== EXCERPT TO READ ==

Quantization Filters
Published: Friday, May 18, 2007

Quantization is critical to the final look of your rendered images. It is the last step in the rendering process where Mantra takes the full 32 bit floating point values and crushes them down to your final image's bit depth. The various options allow you to control the quality of the output image in the same way that blur or sharpen filters do in Photoshop or in a compositing package. Therefore quantization is an imporant tool that can be used to control the final image character.

Once you realize that each and every image you render is being quantized and that you actually have choices to make, you will be in a better position to control final look of your images. How you quantize your image has drastic effects on the look and color space down the road and blindly defaulting to Gaussian 2x2 or Catmul-Clark 2x2 limits your options.

There are three main controls you have during the quantization stage: output bit depth, Gamma correction and dithering. I only look at the bit depth and the filter options you have in the quantization process.

Quick Definition of Quantization

Mantra quantizes all the 32 bit output values as the final step in generating your image to whatever bit depth you choose. If you are converting to 8 bit images, the amount of color information that is discarded is tremendous. There is a great potential for all kinds of artifacts if there was no filter applied in the huge step down in values.

===
== DATASET EXCERPTS ==

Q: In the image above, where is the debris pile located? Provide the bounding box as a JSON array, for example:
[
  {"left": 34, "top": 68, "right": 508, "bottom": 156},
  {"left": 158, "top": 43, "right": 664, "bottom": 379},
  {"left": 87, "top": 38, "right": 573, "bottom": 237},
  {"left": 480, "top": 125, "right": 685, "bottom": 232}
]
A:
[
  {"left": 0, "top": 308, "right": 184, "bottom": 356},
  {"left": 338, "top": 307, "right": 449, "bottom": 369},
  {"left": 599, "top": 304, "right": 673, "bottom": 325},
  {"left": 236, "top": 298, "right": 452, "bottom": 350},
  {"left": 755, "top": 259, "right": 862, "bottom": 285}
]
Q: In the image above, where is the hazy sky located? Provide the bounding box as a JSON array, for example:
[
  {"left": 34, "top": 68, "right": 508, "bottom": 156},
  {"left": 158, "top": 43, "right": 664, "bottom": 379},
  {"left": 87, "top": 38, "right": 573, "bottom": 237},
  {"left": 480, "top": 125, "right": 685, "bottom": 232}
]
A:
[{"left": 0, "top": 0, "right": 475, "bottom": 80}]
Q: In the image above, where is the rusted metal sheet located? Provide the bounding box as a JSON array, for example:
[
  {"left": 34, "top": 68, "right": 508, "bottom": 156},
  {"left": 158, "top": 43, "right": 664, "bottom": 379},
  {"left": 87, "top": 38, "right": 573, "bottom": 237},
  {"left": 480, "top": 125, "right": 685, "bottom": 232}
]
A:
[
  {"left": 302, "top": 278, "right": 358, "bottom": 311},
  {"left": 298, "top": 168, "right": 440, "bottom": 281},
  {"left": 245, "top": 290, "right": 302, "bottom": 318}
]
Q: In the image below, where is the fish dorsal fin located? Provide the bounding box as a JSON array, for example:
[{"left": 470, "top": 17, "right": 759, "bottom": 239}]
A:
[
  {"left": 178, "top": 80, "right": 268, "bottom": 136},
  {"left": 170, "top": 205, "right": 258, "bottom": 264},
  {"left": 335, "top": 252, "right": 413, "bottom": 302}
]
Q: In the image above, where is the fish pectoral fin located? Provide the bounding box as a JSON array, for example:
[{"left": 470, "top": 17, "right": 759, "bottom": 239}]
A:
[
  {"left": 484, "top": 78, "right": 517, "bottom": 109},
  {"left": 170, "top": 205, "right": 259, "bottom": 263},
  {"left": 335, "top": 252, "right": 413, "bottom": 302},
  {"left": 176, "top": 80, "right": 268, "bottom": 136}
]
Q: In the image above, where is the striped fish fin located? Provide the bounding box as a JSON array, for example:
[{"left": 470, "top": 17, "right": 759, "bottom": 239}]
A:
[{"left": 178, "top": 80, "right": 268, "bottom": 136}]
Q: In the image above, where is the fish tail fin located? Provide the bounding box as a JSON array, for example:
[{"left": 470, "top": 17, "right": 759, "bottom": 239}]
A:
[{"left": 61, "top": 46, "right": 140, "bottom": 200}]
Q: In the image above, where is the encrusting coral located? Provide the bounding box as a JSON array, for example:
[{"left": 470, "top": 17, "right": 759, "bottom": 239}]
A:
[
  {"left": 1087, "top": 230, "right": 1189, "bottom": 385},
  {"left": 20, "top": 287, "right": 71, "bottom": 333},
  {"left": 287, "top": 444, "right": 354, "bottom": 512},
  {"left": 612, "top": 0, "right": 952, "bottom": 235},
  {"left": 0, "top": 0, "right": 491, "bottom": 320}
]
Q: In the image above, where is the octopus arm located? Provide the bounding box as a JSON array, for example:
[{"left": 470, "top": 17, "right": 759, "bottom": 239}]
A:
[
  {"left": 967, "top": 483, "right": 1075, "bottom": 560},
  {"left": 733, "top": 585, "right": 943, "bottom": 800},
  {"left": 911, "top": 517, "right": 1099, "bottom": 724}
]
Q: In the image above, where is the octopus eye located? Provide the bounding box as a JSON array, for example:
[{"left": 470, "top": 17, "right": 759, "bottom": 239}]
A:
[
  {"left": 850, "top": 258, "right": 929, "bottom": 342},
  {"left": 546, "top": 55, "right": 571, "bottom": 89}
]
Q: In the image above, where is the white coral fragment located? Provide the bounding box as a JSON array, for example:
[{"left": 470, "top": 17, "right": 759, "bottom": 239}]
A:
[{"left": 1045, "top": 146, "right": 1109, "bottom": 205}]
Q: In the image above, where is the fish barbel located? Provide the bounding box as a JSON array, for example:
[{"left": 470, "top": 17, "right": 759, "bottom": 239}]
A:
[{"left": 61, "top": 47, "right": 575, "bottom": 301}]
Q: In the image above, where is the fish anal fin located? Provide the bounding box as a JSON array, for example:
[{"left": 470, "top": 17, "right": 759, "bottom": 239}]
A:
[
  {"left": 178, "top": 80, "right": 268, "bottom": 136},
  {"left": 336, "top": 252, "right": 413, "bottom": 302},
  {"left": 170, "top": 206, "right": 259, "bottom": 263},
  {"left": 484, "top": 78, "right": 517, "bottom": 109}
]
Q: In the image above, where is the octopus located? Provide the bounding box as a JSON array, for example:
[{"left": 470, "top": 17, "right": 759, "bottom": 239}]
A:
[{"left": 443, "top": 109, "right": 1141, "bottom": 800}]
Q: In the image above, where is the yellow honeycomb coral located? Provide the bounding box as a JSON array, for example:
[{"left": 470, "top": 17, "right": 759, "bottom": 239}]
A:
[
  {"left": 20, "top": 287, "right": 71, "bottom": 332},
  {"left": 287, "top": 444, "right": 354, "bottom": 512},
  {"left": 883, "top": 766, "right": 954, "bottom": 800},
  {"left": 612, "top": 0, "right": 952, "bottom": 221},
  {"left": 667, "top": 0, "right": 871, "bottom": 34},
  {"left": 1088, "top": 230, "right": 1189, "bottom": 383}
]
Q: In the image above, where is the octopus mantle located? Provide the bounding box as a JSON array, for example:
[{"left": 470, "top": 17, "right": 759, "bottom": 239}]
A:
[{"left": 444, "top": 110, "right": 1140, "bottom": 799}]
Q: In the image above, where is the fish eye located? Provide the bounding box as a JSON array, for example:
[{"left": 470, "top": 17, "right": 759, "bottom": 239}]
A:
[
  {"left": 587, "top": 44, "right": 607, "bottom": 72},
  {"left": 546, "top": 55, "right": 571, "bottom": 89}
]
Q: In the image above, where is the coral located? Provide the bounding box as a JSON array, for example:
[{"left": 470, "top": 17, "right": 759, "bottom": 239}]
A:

===

GIVEN EXERCISE A
According to the article on quantization filters, what are the three main controls available during the quantization stage?
GIVEN EXERCISE B
In the article on quantization filters, retype everything from "Once you realize" down to "the quantization process.".

EXERCISE OUTPUT A
Output bit depth, gamma correction and dithering.

EXERCISE OUTPUT B
Once you realize that each and every image you render is being quantized and that you actually have choices to make, you will be in a better position to control final look of your images. How you quantize your image has drastic effects on the look and color space down the road and blindly defaulting to Gaussian 2x2 or Catmul-Clark 2x2 limits your options.

There are three main controls you have during the quantization stage: output bit depth, Gamma correction and dithering. I only look at the bit depth and the filter options you have in the quantization process.